_Texte à lire_
----------

OLLIÈRES : "C'est laid et ça dérange la nature", s'emporte dans sa ferme Joëlle Villa, désignant les immenses pales: à proximité de la montagne Sainte-Victoire chère à Cézanne, 22 éoliennes suscitent l'ire de défenseurs du patrimoine et de l'environnement, même si d'autres saluent cette "énergie verte".
Moins cher que le nucléaire, fonctionnant grâce au vent et fabriqué avec une quantité de matériaux dérisoire par rapport à d'autres constructions, selon Marc Jedliczka, porte-parole de l'association négaWatt, l'éolien a le vent en poupe à l'heure de la lutte contre le réchauffement climatique.
"Bien sûr, la meilleure économie d'énergie est celle que l'on ne consomme pas, mais l'éolien reste une très bonne nouvelle pour l'environnement", poursuit le représentant de l'association qui milite pour la transition énergétique.

----------

_Le problème_
Reformulez sous forme de liste le paragraphe du texte à lire qui débute par « Moins cher que le nucléaire », sans perdre ses informations principales.

----------

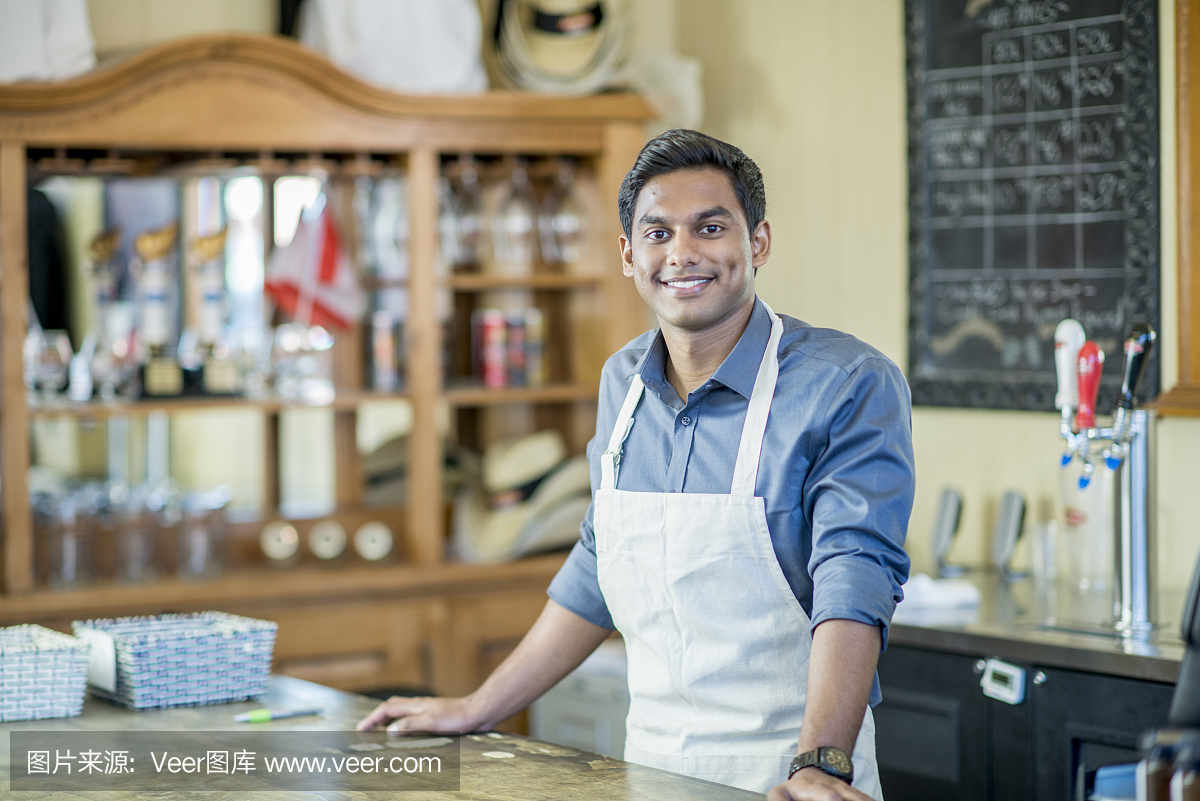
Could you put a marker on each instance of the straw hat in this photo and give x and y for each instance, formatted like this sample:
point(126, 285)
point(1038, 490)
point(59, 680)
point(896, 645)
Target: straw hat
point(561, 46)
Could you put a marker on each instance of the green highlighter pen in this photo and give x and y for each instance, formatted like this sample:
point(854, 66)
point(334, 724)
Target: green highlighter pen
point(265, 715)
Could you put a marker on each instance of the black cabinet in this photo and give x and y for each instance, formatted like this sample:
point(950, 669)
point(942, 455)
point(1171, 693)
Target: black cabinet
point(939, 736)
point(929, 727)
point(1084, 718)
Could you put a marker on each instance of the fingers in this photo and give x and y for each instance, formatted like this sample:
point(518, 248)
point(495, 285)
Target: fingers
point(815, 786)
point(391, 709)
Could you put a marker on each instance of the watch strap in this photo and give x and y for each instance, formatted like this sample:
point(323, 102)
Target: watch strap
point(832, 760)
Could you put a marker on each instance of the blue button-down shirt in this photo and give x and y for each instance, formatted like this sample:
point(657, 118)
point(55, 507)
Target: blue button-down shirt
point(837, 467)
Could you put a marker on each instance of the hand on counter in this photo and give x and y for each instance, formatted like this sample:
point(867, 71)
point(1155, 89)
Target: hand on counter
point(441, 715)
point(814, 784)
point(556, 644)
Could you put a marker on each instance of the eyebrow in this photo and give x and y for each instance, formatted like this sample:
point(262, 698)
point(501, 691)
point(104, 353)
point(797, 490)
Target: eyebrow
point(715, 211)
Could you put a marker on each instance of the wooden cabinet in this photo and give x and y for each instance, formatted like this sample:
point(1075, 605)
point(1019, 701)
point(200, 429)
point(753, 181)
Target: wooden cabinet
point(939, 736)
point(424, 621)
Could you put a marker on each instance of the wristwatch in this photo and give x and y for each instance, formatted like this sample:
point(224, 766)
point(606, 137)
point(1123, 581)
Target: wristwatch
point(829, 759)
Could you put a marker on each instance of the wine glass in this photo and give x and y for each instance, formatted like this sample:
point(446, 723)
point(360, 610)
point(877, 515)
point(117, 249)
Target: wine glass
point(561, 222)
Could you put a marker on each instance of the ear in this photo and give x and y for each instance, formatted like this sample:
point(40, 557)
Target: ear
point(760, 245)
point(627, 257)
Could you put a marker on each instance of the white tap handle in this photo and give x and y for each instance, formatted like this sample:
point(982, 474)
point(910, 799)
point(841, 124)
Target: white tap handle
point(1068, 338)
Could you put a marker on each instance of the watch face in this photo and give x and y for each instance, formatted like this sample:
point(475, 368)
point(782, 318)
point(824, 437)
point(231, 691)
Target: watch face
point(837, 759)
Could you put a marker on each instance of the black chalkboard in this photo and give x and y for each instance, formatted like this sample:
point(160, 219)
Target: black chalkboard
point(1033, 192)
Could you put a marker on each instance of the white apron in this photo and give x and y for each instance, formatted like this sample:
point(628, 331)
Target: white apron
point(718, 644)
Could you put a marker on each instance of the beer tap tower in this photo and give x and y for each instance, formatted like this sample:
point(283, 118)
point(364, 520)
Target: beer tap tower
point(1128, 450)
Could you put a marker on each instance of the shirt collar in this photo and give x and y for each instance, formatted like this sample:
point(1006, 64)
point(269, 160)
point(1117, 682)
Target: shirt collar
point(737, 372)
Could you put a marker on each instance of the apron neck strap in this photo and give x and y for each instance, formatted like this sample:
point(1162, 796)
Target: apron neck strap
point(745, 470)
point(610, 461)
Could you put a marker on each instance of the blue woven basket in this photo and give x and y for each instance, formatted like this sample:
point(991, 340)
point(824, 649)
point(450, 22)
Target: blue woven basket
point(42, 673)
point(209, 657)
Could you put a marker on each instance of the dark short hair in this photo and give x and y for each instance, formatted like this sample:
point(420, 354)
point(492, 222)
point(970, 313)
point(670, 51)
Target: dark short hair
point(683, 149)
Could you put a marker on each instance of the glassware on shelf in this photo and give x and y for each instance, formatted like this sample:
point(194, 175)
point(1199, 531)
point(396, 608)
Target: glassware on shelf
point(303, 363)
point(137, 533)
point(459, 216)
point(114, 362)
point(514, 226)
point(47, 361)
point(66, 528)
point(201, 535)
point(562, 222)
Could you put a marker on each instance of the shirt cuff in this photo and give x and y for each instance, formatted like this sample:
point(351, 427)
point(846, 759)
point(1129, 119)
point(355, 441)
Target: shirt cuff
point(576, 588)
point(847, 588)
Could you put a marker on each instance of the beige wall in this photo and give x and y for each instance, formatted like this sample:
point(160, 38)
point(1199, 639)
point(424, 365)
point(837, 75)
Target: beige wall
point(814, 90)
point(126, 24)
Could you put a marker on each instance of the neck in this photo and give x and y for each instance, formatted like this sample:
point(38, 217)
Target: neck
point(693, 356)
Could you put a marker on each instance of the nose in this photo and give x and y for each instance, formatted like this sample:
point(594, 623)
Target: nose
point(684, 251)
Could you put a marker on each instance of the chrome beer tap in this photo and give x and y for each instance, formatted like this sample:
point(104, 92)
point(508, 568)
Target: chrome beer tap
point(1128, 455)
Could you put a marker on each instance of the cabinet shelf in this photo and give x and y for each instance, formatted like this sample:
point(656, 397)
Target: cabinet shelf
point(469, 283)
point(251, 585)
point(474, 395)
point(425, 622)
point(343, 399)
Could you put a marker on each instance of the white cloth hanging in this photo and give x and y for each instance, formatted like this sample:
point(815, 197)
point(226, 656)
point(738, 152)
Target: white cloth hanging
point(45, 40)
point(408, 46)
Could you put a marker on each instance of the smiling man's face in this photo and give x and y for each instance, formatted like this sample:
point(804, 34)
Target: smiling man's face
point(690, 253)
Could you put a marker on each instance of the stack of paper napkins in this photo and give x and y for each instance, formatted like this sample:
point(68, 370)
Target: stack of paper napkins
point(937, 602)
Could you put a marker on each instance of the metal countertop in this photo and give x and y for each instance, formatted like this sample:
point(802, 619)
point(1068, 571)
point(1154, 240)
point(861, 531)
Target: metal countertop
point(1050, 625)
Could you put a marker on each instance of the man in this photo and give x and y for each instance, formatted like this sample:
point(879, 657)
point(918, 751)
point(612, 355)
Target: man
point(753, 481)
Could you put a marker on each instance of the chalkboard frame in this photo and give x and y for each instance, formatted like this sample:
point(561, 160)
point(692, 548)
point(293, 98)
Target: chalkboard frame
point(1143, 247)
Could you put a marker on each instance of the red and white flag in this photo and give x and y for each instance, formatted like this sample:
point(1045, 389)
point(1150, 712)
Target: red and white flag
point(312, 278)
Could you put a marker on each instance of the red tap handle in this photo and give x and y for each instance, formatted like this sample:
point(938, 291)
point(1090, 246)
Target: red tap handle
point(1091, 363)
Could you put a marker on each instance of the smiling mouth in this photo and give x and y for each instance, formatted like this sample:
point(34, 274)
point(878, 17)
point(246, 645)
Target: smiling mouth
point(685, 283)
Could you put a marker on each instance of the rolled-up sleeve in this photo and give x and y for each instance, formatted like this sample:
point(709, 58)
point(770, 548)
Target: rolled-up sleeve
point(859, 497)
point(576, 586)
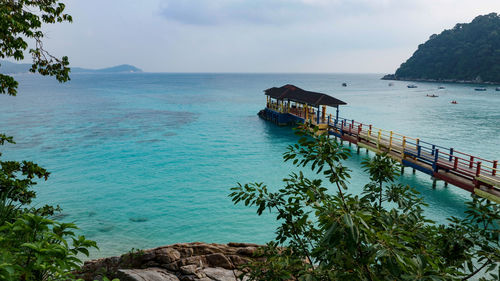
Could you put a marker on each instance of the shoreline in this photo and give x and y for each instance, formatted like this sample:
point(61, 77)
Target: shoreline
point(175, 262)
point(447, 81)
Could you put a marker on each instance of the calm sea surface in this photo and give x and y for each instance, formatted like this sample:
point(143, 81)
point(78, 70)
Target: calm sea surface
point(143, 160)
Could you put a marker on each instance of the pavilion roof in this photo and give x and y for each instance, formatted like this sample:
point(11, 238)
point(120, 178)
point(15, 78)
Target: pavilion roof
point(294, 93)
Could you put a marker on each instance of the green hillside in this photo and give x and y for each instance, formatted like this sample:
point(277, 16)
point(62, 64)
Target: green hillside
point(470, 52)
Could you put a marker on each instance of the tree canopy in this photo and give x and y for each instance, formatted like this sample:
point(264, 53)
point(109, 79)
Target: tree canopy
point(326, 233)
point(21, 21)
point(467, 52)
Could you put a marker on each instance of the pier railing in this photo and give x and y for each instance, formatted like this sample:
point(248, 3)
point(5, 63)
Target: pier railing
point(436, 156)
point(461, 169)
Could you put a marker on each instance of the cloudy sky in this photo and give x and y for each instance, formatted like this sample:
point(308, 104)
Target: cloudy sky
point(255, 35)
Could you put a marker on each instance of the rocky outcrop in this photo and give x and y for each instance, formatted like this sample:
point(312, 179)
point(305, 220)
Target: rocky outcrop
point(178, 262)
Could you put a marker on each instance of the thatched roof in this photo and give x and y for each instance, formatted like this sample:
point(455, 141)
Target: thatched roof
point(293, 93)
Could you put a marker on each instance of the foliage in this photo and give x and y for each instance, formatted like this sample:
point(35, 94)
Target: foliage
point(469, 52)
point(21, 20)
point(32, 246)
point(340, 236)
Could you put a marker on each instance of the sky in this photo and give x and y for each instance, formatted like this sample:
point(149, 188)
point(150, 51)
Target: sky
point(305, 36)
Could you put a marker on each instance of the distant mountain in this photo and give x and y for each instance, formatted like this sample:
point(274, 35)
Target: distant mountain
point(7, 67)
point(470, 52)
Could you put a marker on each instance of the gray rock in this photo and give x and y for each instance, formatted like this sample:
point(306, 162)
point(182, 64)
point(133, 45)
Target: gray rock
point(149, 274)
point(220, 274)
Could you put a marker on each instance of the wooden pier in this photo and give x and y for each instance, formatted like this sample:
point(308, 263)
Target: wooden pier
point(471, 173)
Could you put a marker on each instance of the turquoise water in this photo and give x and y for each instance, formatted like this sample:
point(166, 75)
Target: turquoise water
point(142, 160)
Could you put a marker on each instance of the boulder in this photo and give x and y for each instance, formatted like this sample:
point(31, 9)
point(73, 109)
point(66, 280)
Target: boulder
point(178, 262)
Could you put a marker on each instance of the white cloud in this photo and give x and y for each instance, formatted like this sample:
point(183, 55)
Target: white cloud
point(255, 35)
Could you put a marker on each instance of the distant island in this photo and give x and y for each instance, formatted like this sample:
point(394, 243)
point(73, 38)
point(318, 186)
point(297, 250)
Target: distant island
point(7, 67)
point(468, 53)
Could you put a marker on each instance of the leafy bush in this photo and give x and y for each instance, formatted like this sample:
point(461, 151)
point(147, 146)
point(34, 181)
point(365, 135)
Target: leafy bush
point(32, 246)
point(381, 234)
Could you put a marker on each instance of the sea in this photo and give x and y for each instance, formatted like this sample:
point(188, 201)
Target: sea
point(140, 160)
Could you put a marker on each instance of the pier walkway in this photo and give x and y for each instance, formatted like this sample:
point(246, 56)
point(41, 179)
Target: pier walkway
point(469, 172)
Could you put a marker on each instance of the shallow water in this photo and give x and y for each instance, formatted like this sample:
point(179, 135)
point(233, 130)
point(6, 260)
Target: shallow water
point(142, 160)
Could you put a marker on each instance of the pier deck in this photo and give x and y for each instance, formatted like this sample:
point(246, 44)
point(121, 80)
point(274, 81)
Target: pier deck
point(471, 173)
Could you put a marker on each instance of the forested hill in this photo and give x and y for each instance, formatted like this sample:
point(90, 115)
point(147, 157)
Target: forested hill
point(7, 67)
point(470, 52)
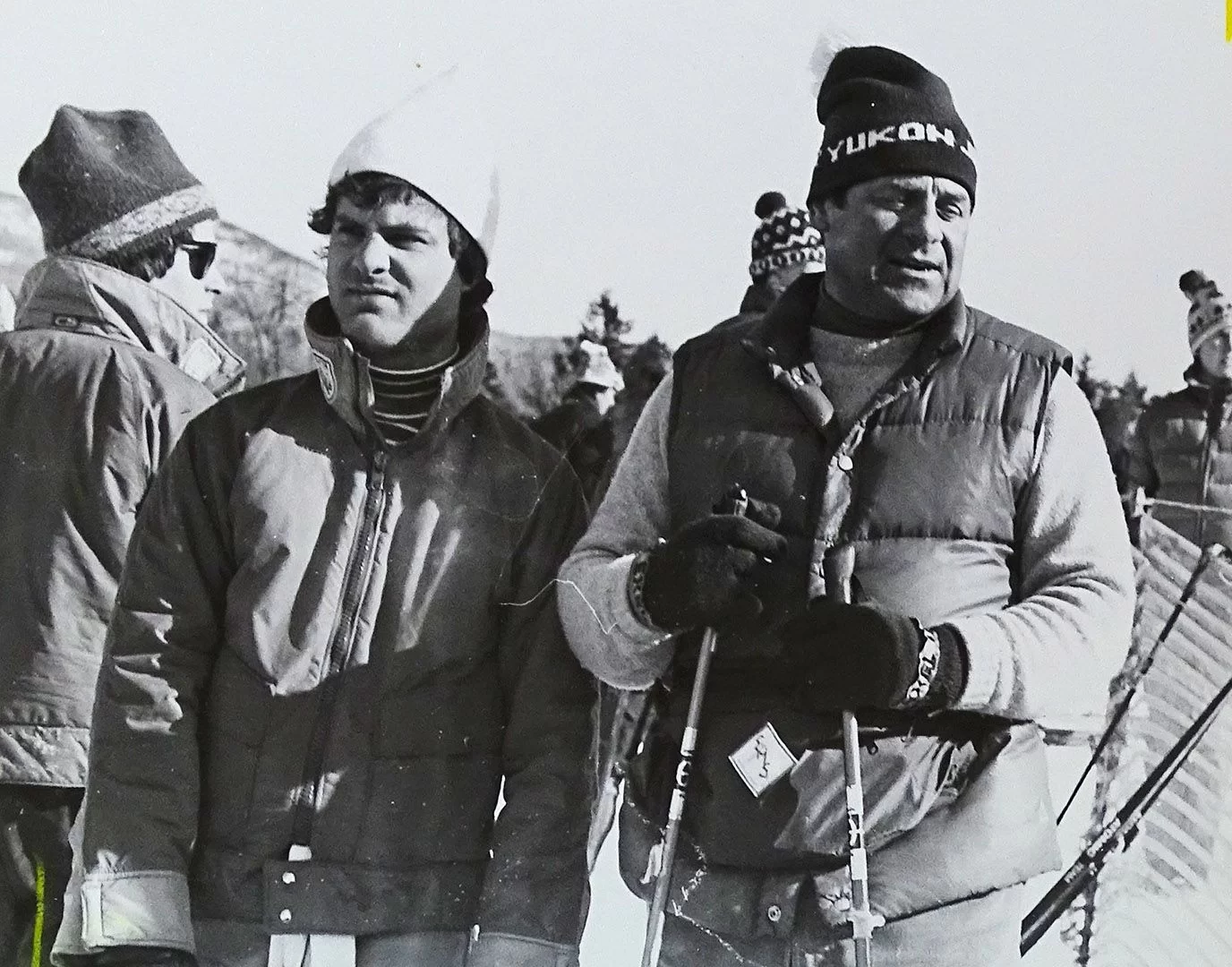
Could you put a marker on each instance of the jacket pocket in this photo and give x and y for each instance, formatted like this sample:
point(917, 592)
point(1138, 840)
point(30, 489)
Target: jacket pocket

----------

_Solution proposée_
Selon Marc Jedliczka, porte-parole de l'association négaWatt, l'éolien :
- coûte moins cher que le nucléaire ;
- fonctionne grâce au vent ;
- est fabriqué avec une quantité de matériaux dérisoire par rapport à d'autres constructions.

L'éolien a le vent en poupe à l'heure de la lutte contre le réchauffement climatique.